start

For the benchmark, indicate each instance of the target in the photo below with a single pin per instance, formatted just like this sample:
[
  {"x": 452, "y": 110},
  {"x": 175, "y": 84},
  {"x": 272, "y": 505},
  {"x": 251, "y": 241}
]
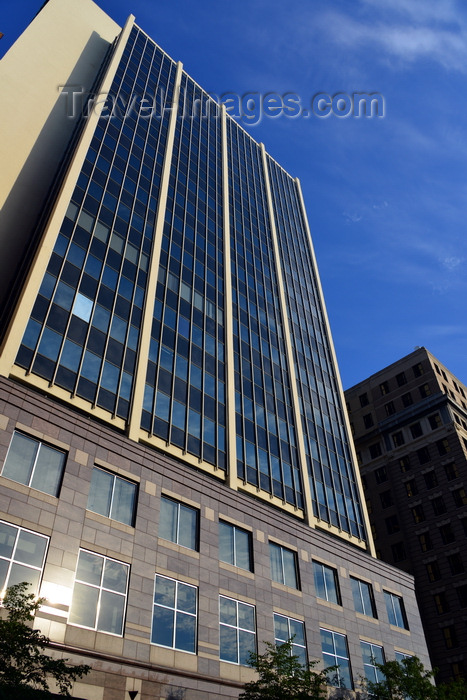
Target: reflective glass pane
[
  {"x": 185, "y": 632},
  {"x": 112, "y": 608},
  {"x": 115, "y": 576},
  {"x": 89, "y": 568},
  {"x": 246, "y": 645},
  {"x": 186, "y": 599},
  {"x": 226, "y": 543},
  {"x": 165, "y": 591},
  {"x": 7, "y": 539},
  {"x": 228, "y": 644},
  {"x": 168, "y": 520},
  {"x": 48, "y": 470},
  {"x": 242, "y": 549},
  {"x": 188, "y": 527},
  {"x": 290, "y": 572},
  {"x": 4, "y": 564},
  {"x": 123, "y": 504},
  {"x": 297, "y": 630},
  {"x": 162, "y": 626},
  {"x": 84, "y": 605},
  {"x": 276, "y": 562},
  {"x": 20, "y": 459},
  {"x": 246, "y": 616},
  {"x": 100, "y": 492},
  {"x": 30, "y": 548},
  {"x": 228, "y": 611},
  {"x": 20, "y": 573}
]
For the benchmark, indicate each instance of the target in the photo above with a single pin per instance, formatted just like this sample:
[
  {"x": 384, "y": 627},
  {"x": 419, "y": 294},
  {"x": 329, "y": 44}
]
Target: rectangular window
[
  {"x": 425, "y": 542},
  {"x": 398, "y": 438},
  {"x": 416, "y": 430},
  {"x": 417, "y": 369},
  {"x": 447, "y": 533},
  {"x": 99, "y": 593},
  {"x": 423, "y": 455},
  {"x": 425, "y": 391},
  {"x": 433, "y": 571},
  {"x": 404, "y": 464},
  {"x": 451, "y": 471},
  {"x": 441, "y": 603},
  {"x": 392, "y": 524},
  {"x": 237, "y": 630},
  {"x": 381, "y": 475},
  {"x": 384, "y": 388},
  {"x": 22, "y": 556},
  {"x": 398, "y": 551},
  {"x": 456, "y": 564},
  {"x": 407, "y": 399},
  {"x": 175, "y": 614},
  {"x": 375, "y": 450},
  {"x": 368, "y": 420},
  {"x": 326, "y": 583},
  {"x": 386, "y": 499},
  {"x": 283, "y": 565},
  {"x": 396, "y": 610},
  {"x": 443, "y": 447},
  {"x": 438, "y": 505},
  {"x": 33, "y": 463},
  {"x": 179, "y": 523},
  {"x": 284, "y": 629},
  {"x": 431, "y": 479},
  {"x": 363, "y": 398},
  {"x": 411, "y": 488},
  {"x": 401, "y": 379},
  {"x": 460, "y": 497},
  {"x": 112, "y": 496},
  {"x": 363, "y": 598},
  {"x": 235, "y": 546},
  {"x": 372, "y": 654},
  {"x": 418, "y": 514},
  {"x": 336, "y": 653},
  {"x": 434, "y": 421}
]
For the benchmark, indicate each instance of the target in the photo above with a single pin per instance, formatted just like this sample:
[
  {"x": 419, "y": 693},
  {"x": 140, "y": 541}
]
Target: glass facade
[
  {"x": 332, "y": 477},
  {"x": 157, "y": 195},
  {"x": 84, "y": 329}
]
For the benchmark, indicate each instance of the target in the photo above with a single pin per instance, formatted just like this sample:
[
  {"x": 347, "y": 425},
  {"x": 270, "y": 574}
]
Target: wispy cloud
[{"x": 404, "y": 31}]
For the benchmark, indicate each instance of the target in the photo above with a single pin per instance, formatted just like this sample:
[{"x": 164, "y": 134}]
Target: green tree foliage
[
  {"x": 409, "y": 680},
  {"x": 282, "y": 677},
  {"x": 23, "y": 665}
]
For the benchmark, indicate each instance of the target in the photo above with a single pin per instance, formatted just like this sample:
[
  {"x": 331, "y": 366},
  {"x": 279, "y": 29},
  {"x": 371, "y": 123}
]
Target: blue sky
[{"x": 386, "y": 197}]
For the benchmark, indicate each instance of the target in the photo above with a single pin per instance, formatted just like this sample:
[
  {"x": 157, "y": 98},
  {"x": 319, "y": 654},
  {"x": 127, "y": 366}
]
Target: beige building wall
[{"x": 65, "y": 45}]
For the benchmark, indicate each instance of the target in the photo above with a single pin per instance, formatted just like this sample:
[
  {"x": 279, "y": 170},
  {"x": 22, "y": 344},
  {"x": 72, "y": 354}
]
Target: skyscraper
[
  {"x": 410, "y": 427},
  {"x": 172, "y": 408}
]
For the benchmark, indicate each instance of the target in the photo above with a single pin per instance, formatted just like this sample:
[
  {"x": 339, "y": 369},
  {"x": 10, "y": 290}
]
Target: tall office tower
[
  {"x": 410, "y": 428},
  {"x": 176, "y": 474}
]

end

▸ **WHAT IS NEEDED**
Show every line of the material above that contains the string "glass", reproducing each line unchanged.

▸ **FULL SOLUTION**
Target: reflective glass pane
Target: glass facade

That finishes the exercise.